• WRITTEN PROBLEM 1:
Answer these questions using the text on finding the minimum sum of subarrays of size k, shown below along with some records:
(a) What time complexity does the text give for the brute force approach?
(b) What does the text say the sliding window concept feels like?
(c) In the illustration, what is the size of the window and the size of the array?

• DOCUMENT PASSAGE:

○ ○ ○ ○

Given an array of integers, we have the task of finding the minimum sum from all subarrays of size k.

Input: {1,4,0,3,5,2,6,1}

k=4

Output: Minimum sum sub-array of size 4 is (0,3)

Approach-1

Brute Force

Let us try to find the minimum sum from all subarrays by taking into account sums of k elements from index 0 to n-k+1.

Get all possible consecutive sub-arrays and then try to find the minimum sum from all of them.

Let us try to understand it with a code snippet.

Java Code for Sliding Window Technique

import java.util.*;
public class brute
{
  public static int maxk(int nums[],int k)
  {
    int min=Integer.MAX_VALUE;
    for(int i=0;i<nums.length-k+1;i++)
    {
      int sum=0;
      for(int j=i;j<i+k;j++)
      {
        sum=sum+nums[j];
      }
      min=Math.min(min,sum);
    }
    return min;
  }
  public static void main(String args[])
  {
    int a[]={1,4,0,3,5,2,6,1};
    int k=4;
    int ans=maxk(a,k);
    System.out.println(ans);
  }
}

C++ Code For Sliding Window Technique

#include<iostream>
using namespace std;
int mins(int a,int b)
{
  if(a>b)
    return b;
  else
    return a;
}
int maxk(int nums[],int k,int l)
{
  int min=9999;
  for(int i=0;i<l-k+1;i++)
  {
    int sum=0;
    for(int j=i;j<i+k;j++)
    {
      sum=sum+nums[j];
    }
    min=mins(min,sum);
  }
  return min;
}
int main()
{
  int a[]={1,4,0,3,5,2,6,1};
  int k=4;
  int l=sizeof(a)/sizeof(a[0]);
  int ans=maxk(a,k,l);
  cout<<ans;
}
{1,4,0,3,5,2,6,1}
4

(0,3)

Complexity Analysis for Sliding Window Technique

Time Complexity for the above approach=O(n^2)

However, in this era of the fast and the furious who wants an O(n^2) solution.

We definitely need to optimize it. What shall we do?

I recommend a new technique.

What is the sliding window?

This concept feels/is like a caterpillar trying to climb up a tree.

What is the window?

The window is a sequence part of the array that moves through it

Not clear enough?

Here is an illustration to clarify it

Sliding Window Technique
A sliding window of size 2 for an array of size 6

In the above figure the red region(window) of size 2 slides through the array.

○ ○ ○ ○

• DATASET CONTENT:
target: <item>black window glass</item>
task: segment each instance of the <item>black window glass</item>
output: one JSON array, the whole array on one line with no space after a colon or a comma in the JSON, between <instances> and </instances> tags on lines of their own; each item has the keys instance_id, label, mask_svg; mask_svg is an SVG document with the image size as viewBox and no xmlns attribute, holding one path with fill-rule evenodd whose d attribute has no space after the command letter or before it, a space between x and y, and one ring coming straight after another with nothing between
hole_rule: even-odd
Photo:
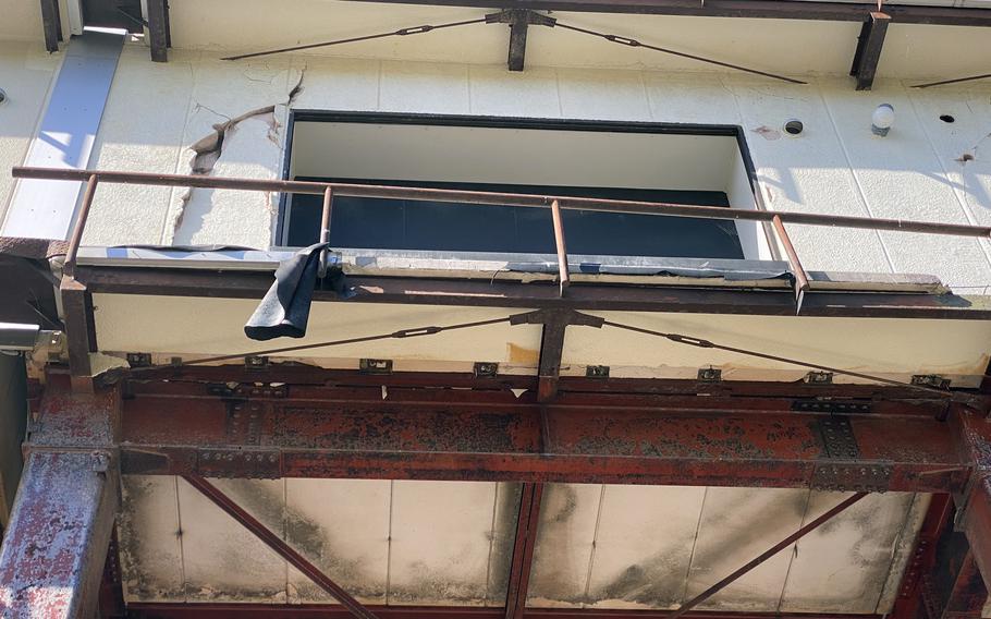
<instances>
[{"instance_id":1,"label":"black window glass","mask_svg":"<svg viewBox=\"0 0 991 619\"><path fill-rule=\"evenodd\" d=\"M297 180L730 206L726 194L714 191ZM321 196L293 196L286 239L290 246L317 242L321 204ZM570 254L744 257L733 221L578 210L565 210L563 218ZM426 201L335 197L330 240L335 248L554 253L550 209Z\"/></svg>"}]
</instances>

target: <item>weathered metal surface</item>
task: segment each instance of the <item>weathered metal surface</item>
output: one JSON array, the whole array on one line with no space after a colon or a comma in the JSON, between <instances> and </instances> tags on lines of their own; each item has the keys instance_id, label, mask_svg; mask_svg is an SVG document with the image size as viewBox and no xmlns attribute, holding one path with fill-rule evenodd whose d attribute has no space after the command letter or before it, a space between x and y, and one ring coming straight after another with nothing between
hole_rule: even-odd
<instances>
[{"instance_id":1,"label":"weathered metal surface","mask_svg":"<svg viewBox=\"0 0 991 619\"><path fill-rule=\"evenodd\" d=\"M849 71L849 74L857 78L858 90L870 90L874 83L891 15L880 11L871 11L870 16L864 22L860 38L857 40L854 64Z\"/></svg>"},{"instance_id":2,"label":"weathered metal surface","mask_svg":"<svg viewBox=\"0 0 991 619\"><path fill-rule=\"evenodd\" d=\"M134 619L295 619L320 617L346 619L351 615L337 605L270 605L270 604L131 604ZM441 606L372 606L375 612L389 619L502 619L501 608L451 608ZM669 611L540 609L530 608L533 619L664 619ZM689 612L693 619L808 619L807 614L788 612ZM881 619L879 615L816 614L816 619Z\"/></svg>"},{"instance_id":3,"label":"weathered metal surface","mask_svg":"<svg viewBox=\"0 0 991 619\"><path fill-rule=\"evenodd\" d=\"M365 0L382 3L439 4L489 9L485 0ZM697 15L704 17L747 17L772 20L818 20L860 22L877 10L876 2L816 2L796 5L788 0L531 0L526 7L538 11L590 11L595 13L646 13L654 15ZM945 24L989 26L991 15L983 9L885 4L896 22L904 24Z\"/></svg>"},{"instance_id":4,"label":"weathered metal surface","mask_svg":"<svg viewBox=\"0 0 991 619\"><path fill-rule=\"evenodd\" d=\"M260 299L271 275L194 269L145 269L79 266L76 279L93 293L157 294L224 299ZM792 316L791 291L692 290L583 284L562 299L556 287L510 281L424 280L416 278L350 277L355 296L347 303L419 303L487 307L559 307L704 314ZM314 300L342 302L337 293L316 291ZM803 316L951 318L987 320L991 306L982 298L954 294L810 292Z\"/></svg>"},{"instance_id":5,"label":"weathered metal surface","mask_svg":"<svg viewBox=\"0 0 991 619\"><path fill-rule=\"evenodd\" d=\"M93 177L96 177L100 182L107 183L232 189L260 192L291 192L316 195L323 195L327 191L327 187L333 187L335 195L350 197L425 199L435 202L455 202L458 204L489 204L530 208L547 208L548 205L556 202L559 204L559 208L575 210L597 210L607 213L626 213L672 217L697 217L704 219L725 219L739 221L772 222L776 219L783 223L829 226L861 230L888 230L892 232L919 232L925 234L947 234L953 236L977 238L987 238L991 235L991 227L987 226L969 226L963 223L943 223L933 221L906 221L900 219L882 219L872 217L847 217L840 215L821 215L797 211L774 213L767 210L729 209L718 206L696 206L686 204L651 203L572 196L437 190L388 185L360 185L347 183L320 183L309 181L224 179L218 177L189 174L157 174L146 172L72 170L61 168L34 167L14 168L12 170L12 175L19 179L47 179L60 181L88 181ZM85 221L81 221L79 223L85 226Z\"/></svg>"},{"instance_id":6,"label":"weathered metal surface","mask_svg":"<svg viewBox=\"0 0 991 619\"><path fill-rule=\"evenodd\" d=\"M722 591L723 588L725 588L726 586L732 584L734 581L738 580L741 576L743 576L747 572L753 571L755 568L757 568L761 563L766 562L768 559L772 558L779 551L784 550L785 548L787 548L788 546L791 546L798 539L805 537L812 531L819 529L820 526L822 526L823 524L829 522L833 517L842 513L844 510L846 510L846 508L848 508L852 505L854 505L855 502L859 501L865 496L867 496L866 493L856 493L856 494L843 499L842 501L836 503L835 507L828 510L825 513L819 515L811 522L803 525L798 531L795 531L794 533L787 535L781 542L774 544L773 546L771 546L770 548L768 548L767 550L764 550L763 553L761 553L754 559L747 561L746 563L744 563L743 566L741 566L739 568L734 570L732 573L730 573L727 576L725 576L721 581L717 582L715 584L713 584L706 591L699 593L692 599L689 599L689 600L685 602L684 604L682 604L681 606L678 606L677 610L673 611L671 615L669 615L669 617L671 619L675 619L676 617L684 616L688 610L692 610L699 604L709 599L710 597L712 597L713 595L715 595L717 593L719 593L720 591Z\"/></svg>"},{"instance_id":7,"label":"weathered metal surface","mask_svg":"<svg viewBox=\"0 0 991 619\"><path fill-rule=\"evenodd\" d=\"M169 60L169 2L168 0L148 0L148 35L154 62Z\"/></svg>"},{"instance_id":8,"label":"weathered metal surface","mask_svg":"<svg viewBox=\"0 0 991 619\"><path fill-rule=\"evenodd\" d=\"M898 585L897 597L891 610L892 619L915 619L922 610L922 580L931 578L939 568L937 563L937 544L945 533L953 514L953 501L950 495L933 495L926 513L926 520L915 539L912 556L902 582Z\"/></svg>"},{"instance_id":9,"label":"weathered metal surface","mask_svg":"<svg viewBox=\"0 0 991 619\"><path fill-rule=\"evenodd\" d=\"M537 524L543 501L543 484L524 484L516 534L513 541L513 559L510 566L509 587L505 599L505 619L521 619L526 609L530 572L534 567L534 548L537 544Z\"/></svg>"},{"instance_id":10,"label":"weathered metal surface","mask_svg":"<svg viewBox=\"0 0 991 619\"><path fill-rule=\"evenodd\" d=\"M309 389L260 405L248 434L223 401L135 393L124 402L124 471L808 487L828 468L836 487L854 488L867 466L883 469L888 489L923 491L967 476L953 430L923 416L851 415L860 454L835 459L823 414L575 395L545 405L545 422L540 404L510 392L399 391L383 401L375 388Z\"/></svg>"},{"instance_id":11,"label":"weathered metal surface","mask_svg":"<svg viewBox=\"0 0 991 619\"><path fill-rule=\"evenodd\" d=\"M0 549L0 616L94 616L115 488L110 452L28 456Z\"/></svg>"}]
</instances>

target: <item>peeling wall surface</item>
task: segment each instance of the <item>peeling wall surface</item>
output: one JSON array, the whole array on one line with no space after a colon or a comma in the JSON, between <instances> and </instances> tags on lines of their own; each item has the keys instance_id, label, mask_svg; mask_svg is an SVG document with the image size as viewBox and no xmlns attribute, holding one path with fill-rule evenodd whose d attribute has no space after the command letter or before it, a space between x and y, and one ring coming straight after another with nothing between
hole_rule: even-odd
<instances>
[{"instance_id":1,"label":"peeling wall surface","mask_svg":"<svg viewBox=\"0 0 991 619\"><path fill-rule=\"evenodd\" d=\"M229 62L125 48L95 147L98 168L280 178L290 108L738 124L768 208L991 223L991 85L913 89L849 78L787 85L739 73L528 68L274 56ZM870 131L881 102L886 137ZM950 114L954 122L940 120ZM792 118L805 131L782 130ZM430 148L429 143L424 144ZM429 150L427 150L429 151ZM991 153L989 150L988 153ZM617 154L622 155L622 154ZM276 195L107 185L85 242L273 243ZM809 269L935 275L954 291L991 284L987 240L790 226Z\"/></svg>"},{"instance_id":2,"label":"peeling wall surface","mask_svg":"<svg viewBox=\"0 0 991 619\"><path fill-rule=\"evenodd\" d=\"M213 483L364 603L505 603L517 484ZM802 489L549 485L528 606L674 608L844 497ZM928 505L928 495L871 495L704 608L886 612ZM119 522L131 600L330 602L181 478L126 476Z\"/></svg>"}]
</instances>

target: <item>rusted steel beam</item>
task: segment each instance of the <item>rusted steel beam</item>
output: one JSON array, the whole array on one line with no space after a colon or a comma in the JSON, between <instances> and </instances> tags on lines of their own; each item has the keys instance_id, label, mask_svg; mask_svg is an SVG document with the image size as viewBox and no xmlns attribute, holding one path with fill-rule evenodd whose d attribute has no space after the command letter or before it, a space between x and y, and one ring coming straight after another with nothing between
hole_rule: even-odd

○ ○ ○ ○

• WRITTEN PROBLEM 2: Transcribe the records from their first line up to and including the line with "task: segment each instance of the <item>black", keeping every character unchanged.

• CORRECT RESULT 1:
(a) O(n^2)
(b) A caterpillar trying to climb up a tree.
(c) The window has size 2 and the array has size 6.

• CORRECT RESULT 2:
target: <item>black window glass</item>
task: segment each instance of the <item>black window glass</item>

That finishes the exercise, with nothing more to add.